Convert the data below into a JSON array of strings with one string per line, omitting blank lines.

>>

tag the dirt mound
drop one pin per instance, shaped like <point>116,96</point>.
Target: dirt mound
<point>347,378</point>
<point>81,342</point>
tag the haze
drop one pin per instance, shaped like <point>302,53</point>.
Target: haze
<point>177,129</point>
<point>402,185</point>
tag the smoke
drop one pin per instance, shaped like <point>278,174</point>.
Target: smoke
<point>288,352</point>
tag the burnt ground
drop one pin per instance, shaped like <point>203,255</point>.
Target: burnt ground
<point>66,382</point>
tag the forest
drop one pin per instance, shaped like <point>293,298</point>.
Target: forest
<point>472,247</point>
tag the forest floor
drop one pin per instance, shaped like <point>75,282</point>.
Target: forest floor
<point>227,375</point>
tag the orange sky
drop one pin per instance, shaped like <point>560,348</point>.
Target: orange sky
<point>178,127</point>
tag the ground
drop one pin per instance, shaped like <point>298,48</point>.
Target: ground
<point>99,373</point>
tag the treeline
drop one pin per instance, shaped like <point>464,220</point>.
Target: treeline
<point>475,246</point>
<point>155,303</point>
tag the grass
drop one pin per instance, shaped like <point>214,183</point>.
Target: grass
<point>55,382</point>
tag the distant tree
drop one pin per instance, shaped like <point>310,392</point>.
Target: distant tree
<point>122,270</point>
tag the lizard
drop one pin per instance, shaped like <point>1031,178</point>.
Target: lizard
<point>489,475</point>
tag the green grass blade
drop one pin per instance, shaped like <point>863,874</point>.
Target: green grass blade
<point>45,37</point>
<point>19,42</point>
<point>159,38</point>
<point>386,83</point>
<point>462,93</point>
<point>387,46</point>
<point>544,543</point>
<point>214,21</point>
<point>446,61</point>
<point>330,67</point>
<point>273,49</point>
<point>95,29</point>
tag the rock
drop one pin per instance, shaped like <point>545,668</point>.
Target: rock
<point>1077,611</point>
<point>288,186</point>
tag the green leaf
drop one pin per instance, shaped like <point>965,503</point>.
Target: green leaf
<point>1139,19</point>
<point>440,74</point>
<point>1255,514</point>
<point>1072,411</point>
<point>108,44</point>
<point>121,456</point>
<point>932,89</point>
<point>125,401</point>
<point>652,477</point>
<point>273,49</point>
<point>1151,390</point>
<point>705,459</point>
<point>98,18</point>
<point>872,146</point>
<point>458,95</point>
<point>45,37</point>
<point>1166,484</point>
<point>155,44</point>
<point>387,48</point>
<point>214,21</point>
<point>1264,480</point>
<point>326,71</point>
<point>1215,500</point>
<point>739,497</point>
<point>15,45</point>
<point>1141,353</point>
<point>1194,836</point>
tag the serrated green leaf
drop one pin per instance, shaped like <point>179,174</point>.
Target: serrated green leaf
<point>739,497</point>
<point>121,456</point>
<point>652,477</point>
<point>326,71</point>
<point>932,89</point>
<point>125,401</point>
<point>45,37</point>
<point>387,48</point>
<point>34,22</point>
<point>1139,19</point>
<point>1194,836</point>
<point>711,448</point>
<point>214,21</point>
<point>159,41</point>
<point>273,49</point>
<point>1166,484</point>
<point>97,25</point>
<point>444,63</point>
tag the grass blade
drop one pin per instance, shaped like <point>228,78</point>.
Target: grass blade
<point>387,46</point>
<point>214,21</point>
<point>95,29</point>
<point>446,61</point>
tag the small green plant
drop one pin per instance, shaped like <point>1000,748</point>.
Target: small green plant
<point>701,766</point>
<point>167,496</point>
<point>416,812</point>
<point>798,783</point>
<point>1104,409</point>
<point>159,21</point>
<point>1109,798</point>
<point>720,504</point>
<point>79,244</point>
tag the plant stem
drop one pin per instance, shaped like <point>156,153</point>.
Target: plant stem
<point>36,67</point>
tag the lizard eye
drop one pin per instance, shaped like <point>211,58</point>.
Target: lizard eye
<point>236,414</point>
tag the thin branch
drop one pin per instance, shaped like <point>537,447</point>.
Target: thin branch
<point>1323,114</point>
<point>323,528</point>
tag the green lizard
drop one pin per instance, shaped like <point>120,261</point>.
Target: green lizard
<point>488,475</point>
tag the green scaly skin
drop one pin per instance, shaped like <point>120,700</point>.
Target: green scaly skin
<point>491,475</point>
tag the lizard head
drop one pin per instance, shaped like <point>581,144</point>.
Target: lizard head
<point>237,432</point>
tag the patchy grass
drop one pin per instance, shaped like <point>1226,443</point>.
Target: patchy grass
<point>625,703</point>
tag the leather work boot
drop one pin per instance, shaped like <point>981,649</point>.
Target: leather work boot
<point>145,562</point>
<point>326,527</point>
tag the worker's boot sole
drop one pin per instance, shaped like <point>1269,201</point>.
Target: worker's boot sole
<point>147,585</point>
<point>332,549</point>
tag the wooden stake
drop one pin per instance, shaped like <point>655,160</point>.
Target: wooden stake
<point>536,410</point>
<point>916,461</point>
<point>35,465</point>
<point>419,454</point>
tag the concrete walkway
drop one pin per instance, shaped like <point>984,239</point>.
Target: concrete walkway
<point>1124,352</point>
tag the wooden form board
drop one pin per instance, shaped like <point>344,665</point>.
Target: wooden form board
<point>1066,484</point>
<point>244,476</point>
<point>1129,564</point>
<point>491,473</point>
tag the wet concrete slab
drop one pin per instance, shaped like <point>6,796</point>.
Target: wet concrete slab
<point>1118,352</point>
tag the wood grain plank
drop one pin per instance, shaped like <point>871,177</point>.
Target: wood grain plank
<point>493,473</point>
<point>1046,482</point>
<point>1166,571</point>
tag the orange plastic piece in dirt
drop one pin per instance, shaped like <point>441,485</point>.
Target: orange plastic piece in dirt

<<

### [SOLUTION FOR THIS PROBLEM]
[
  "tag the dirt mound",
  "drop one pin per instance, shaped like <point>116,96</point>.",
  "Target: dirt mound",
  "<point>347,378</point>",
  "<point>81,342</point>",
  "tag the haze",
  "drop one pin per instance, shaped like <point>302,53</point>.",
  "Target: haze",
  "<point>177,129</point>",
  "<point>402,185</point>",
  "tag the smoke",
  "drop one pin per instance, shaped like <point>278,174</point>.",
  "Target: smoke",
  "<point>288,352</point>",
  "tag the burnt ground",
  "drop one pin per instance, shaped like <point>203,255</point>.",
  "Target: burnt ground",
  "<point>66,382</point>",
  "tag the forest",
  "drop one pin per instance, shaped like <point>293,298</point>.",
  "Target: forest",
  "<point>472,247</point>",
  "tag the forest floor",
  "drop one pin per instance, shaped like <point>75,282</point>.",
  "Target: forest floor",
  "<point>227,375</point>",
  "tag the orange sky",
  "drop one pin per instance, shaped like <point>560,348</point>.",
  "Target: orange sky",
  "<point>178,127</point>",
  "tag the ground",
  "drop one pin per instance, shaped like <point>298,48</point>.",
  "Target: ground",
  "<point>99,373</point>",
  "tag the treeline",
  "drop one pin per instance, shaped like <point>464,220</point>.",
  "Target: treeline",
  "<point>475,246</point>",
  "<point>155,303</point>",
  "tag the grass",
  "drop one pin per instance, shaped like <point>214,183</point>.",
  "Target: grass",
  "<point>55,382</point>",
  "tag the distant tree",
  "drop one pin per instance, shaped like <point>310,392</point>.",
  "Target: distant tree",
  "<point>122,270</point>",
  "tag the lizard",
  "drop one pin per instance, shaped like <point>1031,178</point>.",
  "Target: lizard",
  "<point>489,475</point>",
  "tag the green grass blade",
  "drop one pin per instance, shaped like <point>863,874</point>.",
  "Target: green grass blade",
  "<point>45,37</point>",
  "<point>19,42</point>",
  "<point>159,38</point>",
  "<point>386,83</point>",
  "<point>462,93</point>",
  "<point>387,46</point>",
  "<point>544,543</point>",
  "<point>214,21</point>",
  "<point>446,61</point>",
  "<point>330,67</point>",
  "<point>273,49</point>",
  "<point>95,29</point>",
  "tag the rock",
  "drop one pin per instance, shaped like <point>545,668</point>.",
  "Target: rock",
  "<point>1077,611</point>",
  "<point>288,186</point>",
  "tag the green leaf",
  "drop one pin per instance, shaped like <point>965,503</point>.",
  "Target: green leaf",
  "<point>1139,19</point>",
  "<point>440,74</point>",
  "<point>1255,514</point>",
  "<point>1072,411</point>",
  "<point>108,44</point>",
  "<point>121,456</point>",
  "<point>932,89</point>",
  "<point>125,401</point>",
  "<point>652,477</point>",
  "<point>273,49</point>",
  "<point>1151,390</point>",
  "<point>705,459</point>",
  "<point>98,18</point>",
  "<point>872,146</point>",
  "<point>458,95</point>",
  "<point>45,37</point>",
  "<point>1166,484</point>",
  "<point>155,44</point>",
  "<point>387,48</point>",
  "<point>214,21</point>",
  "<point>1264,480</point>",
  "<point>326,71</point>",
  "<point>1215,500</point>",
  "<point>739,497</point>",
  "<point>15,45</point>",
  "<point>1141,353</point>",
  "<point>1194,836</point>",
  "tag the serrated green leaf",
  "drop one pin per instance, shaped like <point>179,174</point>.",
  "Target: serrated green leaf",
  "<point>739,497</point>",
  "<point>121,456</point>",
  "<point>652,477</point>",
  "<point>326,71</point>",
  "<point>932,89</point>",
  "<point>125,401</point>",
  "<point>45,37</point>",
  "<point>387,48</point>",
  "<point>34,22</point>",
  "<point>1139,19</point>",
  "<point>1194,836</point>",
  "<point>711,448</point>",
  "<point>214,21</point>",
  "<point>159,41</point>",
  "<point>273,49</point>",
  "<point>1166,484</point>",
  "<point>97,25</point>",
  "<point>444,63</point>",
  "tag the grass blade",
  "drop one pin per instance, shaped like <point>228,78</point>.",
  "Target: grass blade",
  "<point>387,46</point>",
  "<point>214,21</point>",
  "<point>95,29</point>",
  "<point>446,61</point>",
  "tag the small green plant",
  "drop one pin per instance, shaped like <point>1000,748</point>.",
  "Target: small green plant",
  "<point>701,766</point>",
  "<point>167,496</point>",
  "<point>416,812</point>",
  "<point>798,783</point>",
  "<point>1104,409</point>",
  "<point>159,21</point>",
  "<point>1109,798</point>",
  "<point>720,504</point>",
  "<point>79,244</point>",
  "tag the plant stem",
  "drop one pin per instance, shaped like <point>156,153</point>.",
  "Target: plant stem",
  "<point>36,67</point>",
  "tag the lizard eye",
  "drop one pin per instance, shaped like <point>211,58</point>.",
  "Target: lizard eye",
  "<point>236,414</point>",
  "tag the thin branch",
  "drop one pin per instance, shaped like <point>537,447</point>.",
  "Target: thin branch",
  "<point>1323,114</point>",
  "<point>323,528</point>",
  "tag the green lizard",
  "drop one pin per instance, shaped like <point>120,261</point>.",
  "Target: green lizard",
  "<point>488,475</point>",
  "tag the green scaly skin",
  "drop one pin per instance, shaped like <point>120,700</point>.",
  "Target: green scaly skin",
  "<point>491,475</point>",
  "tag the lizard head",
  "drop one pin per instance, shaped like <point>581,144</point>.",
  "Target: lizard head",
  "<point>237,432</point>",
  "tag the patchy grass",
  "drop one pin per instance, shaped like <point>1226,443</point>.",
  "Target: patchy grass",
  "<point>625,703</point>",
  "tag the leather work boot",
  "drop one pin per instance, shaped like <point>981,649</point>.",
  "Target: leather work boot",
  "<point>145,562</point>",
  "<point>326,527</point>",
  "tag the worker's boot sole",
  "drop one pin per instance, shaped like <point>1269,201</point>.",
  "Target: worker's boot sole",
  "<point>147,585</point>",
  "<point>332,549</point>",
  "tag the wooden stake",
  "drop one pin per instance, shaped like <point>655,160</point>.",
  "Target: wooden stake",
  "<point>536,410</point>",
  "<point>916,461</point>",
  "<point>35,465</point>",
  "<point>419,454</point>",
  "tag the concrete walkway",
  "drop one pin per instance, shaped like <point>984,239</point>.",
  "Target: concrete walkway",
  "<point>1124,352</point>",
  "tag the wooden form board",
  "drop one pin per instance, shaped like <point>344,665</point>.",
  "Target: wooden form board",
  "<point>1066,484</point>",
  "<point>244,476</point>",
  "<point>1129,564</point>",
  "<point>491,473</point>",
  "tag the wet concrete slab",
  "drop one pin per instance, shaped like <point>6,796</point>.",
  "Target: wet concrete slab",
  "<point>1118,352</point>",
  "tag the wood grain plank",
  "drop one pin per instance, shaped like <point>871,177</point>.",
  "Target: wood grain plank",
  "<point>493,473</point>",
  "<point>1046,482</point>",
  "<point>1166,571</point>",
  "tag the orange plastic piece in dirt",
  "drop one pin per instance, shaped like <point>441,485</point>.",
  "Target: orange plastic piece in dirt"
]